▸ What this task involves
Reproduce every one of the entries below word for word.

▸ Records for processing
━━━━━━━━━━━━━━━━━━━━━━━━━━━━━━

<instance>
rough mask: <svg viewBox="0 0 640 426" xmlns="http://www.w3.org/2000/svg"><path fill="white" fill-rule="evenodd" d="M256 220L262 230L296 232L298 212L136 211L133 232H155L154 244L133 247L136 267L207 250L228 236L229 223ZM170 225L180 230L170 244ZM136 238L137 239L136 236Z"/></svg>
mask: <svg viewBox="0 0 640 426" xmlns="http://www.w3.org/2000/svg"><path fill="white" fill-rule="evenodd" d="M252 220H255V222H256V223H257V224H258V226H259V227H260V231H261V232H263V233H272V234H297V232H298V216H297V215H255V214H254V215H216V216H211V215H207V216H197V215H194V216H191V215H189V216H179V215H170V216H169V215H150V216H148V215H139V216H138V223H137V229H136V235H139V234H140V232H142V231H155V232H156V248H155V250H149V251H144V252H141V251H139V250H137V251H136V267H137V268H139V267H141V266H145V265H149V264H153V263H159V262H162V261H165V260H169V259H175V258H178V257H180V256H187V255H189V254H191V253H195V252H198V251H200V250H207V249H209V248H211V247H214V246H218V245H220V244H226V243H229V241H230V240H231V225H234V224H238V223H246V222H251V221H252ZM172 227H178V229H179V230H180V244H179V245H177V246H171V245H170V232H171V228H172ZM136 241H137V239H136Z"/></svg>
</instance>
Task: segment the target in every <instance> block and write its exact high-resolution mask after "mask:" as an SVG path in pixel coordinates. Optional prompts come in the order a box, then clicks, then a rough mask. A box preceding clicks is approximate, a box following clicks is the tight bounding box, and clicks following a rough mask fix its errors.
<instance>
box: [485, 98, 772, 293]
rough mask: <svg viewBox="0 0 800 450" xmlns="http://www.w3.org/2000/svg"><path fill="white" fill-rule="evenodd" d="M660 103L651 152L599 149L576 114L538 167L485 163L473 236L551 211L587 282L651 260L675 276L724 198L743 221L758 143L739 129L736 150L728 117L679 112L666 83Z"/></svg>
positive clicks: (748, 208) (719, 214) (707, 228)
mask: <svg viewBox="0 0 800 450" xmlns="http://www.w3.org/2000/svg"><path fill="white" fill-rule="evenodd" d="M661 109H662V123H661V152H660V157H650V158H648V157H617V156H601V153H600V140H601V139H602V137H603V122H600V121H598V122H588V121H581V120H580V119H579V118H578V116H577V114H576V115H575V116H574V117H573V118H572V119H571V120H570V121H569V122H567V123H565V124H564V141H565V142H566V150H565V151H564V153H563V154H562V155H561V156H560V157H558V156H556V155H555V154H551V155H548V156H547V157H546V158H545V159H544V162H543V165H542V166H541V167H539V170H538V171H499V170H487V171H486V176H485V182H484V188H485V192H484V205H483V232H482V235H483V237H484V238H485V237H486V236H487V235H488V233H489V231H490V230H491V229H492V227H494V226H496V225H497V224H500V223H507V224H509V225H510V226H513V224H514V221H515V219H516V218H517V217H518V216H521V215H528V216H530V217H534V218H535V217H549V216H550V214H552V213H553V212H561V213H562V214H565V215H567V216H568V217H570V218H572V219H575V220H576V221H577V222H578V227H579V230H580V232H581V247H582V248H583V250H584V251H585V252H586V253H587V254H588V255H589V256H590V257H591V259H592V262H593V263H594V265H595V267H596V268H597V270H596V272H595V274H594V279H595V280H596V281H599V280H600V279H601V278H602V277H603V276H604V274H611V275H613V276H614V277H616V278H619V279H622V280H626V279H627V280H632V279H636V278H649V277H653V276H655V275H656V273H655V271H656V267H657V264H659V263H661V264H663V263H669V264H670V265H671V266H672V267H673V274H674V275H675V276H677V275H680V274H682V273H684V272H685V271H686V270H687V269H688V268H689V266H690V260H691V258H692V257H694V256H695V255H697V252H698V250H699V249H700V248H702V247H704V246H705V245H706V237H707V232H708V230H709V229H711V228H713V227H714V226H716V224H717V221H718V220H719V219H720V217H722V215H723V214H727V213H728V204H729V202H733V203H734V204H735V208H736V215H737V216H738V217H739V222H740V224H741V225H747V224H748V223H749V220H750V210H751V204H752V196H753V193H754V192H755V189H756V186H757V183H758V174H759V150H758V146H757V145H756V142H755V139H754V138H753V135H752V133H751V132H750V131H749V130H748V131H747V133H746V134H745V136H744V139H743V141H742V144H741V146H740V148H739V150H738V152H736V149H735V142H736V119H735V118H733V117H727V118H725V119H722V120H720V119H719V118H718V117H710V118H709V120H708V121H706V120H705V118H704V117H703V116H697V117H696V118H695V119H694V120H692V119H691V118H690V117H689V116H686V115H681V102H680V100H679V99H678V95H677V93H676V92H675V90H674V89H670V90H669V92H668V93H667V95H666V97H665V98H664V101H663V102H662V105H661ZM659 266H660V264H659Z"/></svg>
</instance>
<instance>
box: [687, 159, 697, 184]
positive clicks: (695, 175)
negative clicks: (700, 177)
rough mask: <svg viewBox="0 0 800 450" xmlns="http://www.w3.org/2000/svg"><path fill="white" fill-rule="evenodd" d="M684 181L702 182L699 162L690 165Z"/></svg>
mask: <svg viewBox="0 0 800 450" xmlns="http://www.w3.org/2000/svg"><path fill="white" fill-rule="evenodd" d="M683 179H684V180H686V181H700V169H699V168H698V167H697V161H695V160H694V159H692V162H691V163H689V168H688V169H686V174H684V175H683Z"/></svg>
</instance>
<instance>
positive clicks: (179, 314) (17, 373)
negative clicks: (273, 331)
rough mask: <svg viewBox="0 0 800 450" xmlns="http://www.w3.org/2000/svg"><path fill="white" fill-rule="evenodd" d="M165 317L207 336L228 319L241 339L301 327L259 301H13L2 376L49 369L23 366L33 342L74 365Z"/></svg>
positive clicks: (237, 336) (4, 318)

━━━━━━━━━━━━━━━━━━━━━━━━━━━━━━

▸ Finished exercise
<instance>
rough mask: <svg viewBox="0 0 640 426" xmlns="http://www.w3.org/2000/svg"><path fill="white" fill-rule="evenodd" d="M256 220L262 230L296 232L298 212L136 211L133 232H155L154 244L133 247L136 267L207 250L228 236L229 223ZM170 225L180 230L170 244ZM136 238L137 239L136 236Z"/></svg>
mask: <svg viewBox="0 0 640 426" xmlns="http://www.w3.org/2000/svg"><path fill="white" fill-rule="evenodd" d="M252 220H255V222H256V223H257V224H258V226H259V227H260V231H261V232H263V233H272V234H297V232H298V216H297V215H255V214H254V215H216V216H211V215H207V216H197V215H194V216H191V215H189V216H179V215H170V216H169V215H150V216H148V215H139V216H138V223H137V229H136V235H139V234H140V232H142V231H155V232H156V248H155V250H149V251H144V252H141V251H139V250H137V251H136V267H137V268H139V267H141V266H145V265H149V264H153V263H159V262H162V261H165V260H169V259H175V258H178V257H180V256H187V255H189V254H191V253H195V252H198V251H200V250H207V249H209V248H211V247H214V246H218V245H220V244H226V243H229V241H230V240H231V225H234V224H238V223H246V222H251V221H252ZM172 227H178V229H179V230H180V244H179V245H177V246H171V245H170V232H171V228H172ZM136 241H137V239H136Z"/></svg>
</instance>
Task: segment the target in every <instance> block and write its exact high-resolution mask after "mask:" as an SVG path in pixel coordinates. Optional prompts come in the order a box, then clicks, then a rough mask. A box preceding clicks is approximate, a box following clicks is the tight bounding box, and clicks following a rough mask fix its errors.
<instance>
box: [485, 98, 772, 293]
rough mask: <svg viewBox="0 0 800 450" xmlns="http://www.w3.org/2000/svg"><path fill="white" fill-rule="evenodd" d="M660 103L651 152L599 149L576 114L538 167L485 163L473 236L551 211L587 282L651 260L675 276L724 198L743 221L758 143L739 129L736 150L728 117L679 112L666 83Z"/></svg>
positive clicks: (748, 208) (719, 214) (707, 228)
mask: <svg viewBox="0 0 800 450" xmlns="http://www.w3.org/2000/svg"><path fill="white" fill-rule="evenodd" d="M661 109H662V123H661V152H660V157H650V158H648V157H617V156H601V153H600V140H601V139H602V137H603V122H600V121H598V122H588V121H581V120H580V119H579V118H578V116H577V114H576V115H575V116H574V117H573V118H572V119H571V120H570V121H569V122H567V123H565V124H564V141H565V142H566V150H565V151H564V153H563V154H562V155H561V156H560V157H558V156H556V155H555V154H551V155H548V156H547V157H546V158H545V159H544V162H543V165H542V166H541V167H539V170H538V171H499V170H487V171H486V176H485V182H484V188H485V192H484V205H483V232H482V235H483V237H484V238H485V237H486V236H487V235H488V233H489V231H490V230H491V229H492V227H494V226H496V225H497V224H500V223H507V224H509V225H510V226H513V224H514V221H515V219H516V218H517V217H518V216H521V215H528V216H530V217H534V218H535V217H549V216H550V214H552V213H553V212H561V213H562V214H565V215H567V216H568V217H570V218H572V219H575V220H576V221H577V222H578V227H579V230H580V232H581V247H582V248H583V250H584V251H585V252H586V253H587V254H588V255H589V256H590V257H591V259H592V262H593V263H594V265H595V267H596V268H597V270H596V272H595V274H594V279H595V280H596V281H599V280H600V279H601V278H602V277H603V276H604V274H611V275H613V276H614V277H616V278H619V279H622V280H626V279H627V280H632V279H636V278H649V277H653V276H655V275H656V273H655V271H656V267H657V264H659V263H661V264H663V263H669V264H670V265H671V266H672V267H673V274H674V275H675V276H677V275H680V274H682V273H684V272H685V271H686V270H687V269H688V268H689V266H690V260H691V258H692V257H694V256H695V255H697V252H698V250H699V249H700V248H702V247H704V246H705V245H706V237H707V232H708V230H709V229H711V228H713V227H714V226H716V224H717V221H718V220H719V219H720V217H722V215H723V214H727V213H728V204H729V202H733V203H734V204H735V208H736V215H737V216H738V217H739V222H740V224H741V225H747V224H748V223H749V220H750V210H751V204H752V196H753V193H754V192H755V189H756V186H757V183H758V174H759V150H758V146H757V145H756V142H755V139H754V138H753V135H752V133H751V132H750V131H749V130H748V131H747V133H746V134H745V136H744V139H743V141H742V144H741V146H740V148H739V150H738V152H736V149H735V142H736V119H735V118H733V117H727V118H725V119H722V120H720V119H719V118H718V117H710V118H709V120H708V121H706V120H705V118H704V117H703V116H697V117H696V118H695V119H694V120H692V119H691V118H690V117H689V116H686V115H681V102H680V100H679V99H678V95H677V93H676V92H675V90H674V89H670V90H669V92H668V93H667V95H666V97H665V98H664V101H663V102H662V105H661ZM659 266H660V264H659Z"/></svg>
</instance>
<instance>
box: [687, 159, 697, 184]
positive clicks: (695, 175)
negative clicks: (700, 177)
rough mask: <svg viewBox="0 0 800 450" xmlns="http://www.w3.org/2000/svg"><path fill="white" fill-rule="evenodd" d="M684 181L702 182L699 162L690 165Z"/></svg>
mask: <svg viewBox="0 0 800 450" xmlns="http://www.w3.org/2000/svg"><path fill="white" fill-rule="evenodd" d="M683 179H684V180H686V181H700V169H699V168H698V167H697V161H695V160H694V159H692V162H691V163H689V168H688V169H686V174H684V175H683Z"/></svg>
</instance>
<instance>
positive clicks: (179, 314) (17, 373)
negative clicks: (273, 331)
rough mask: <svg viewBox="0 0 800 450" xmlns="http://www.w3.org/2000/svg"><path fill="white" fill-rule="evenodd" d="M165 317L207 336L228 319L241 339L301 327L259 301H13L2 376L49 369L23 366L33 342L74 365Z"/></svg>
positive clicks: (237, 336) (4, 318)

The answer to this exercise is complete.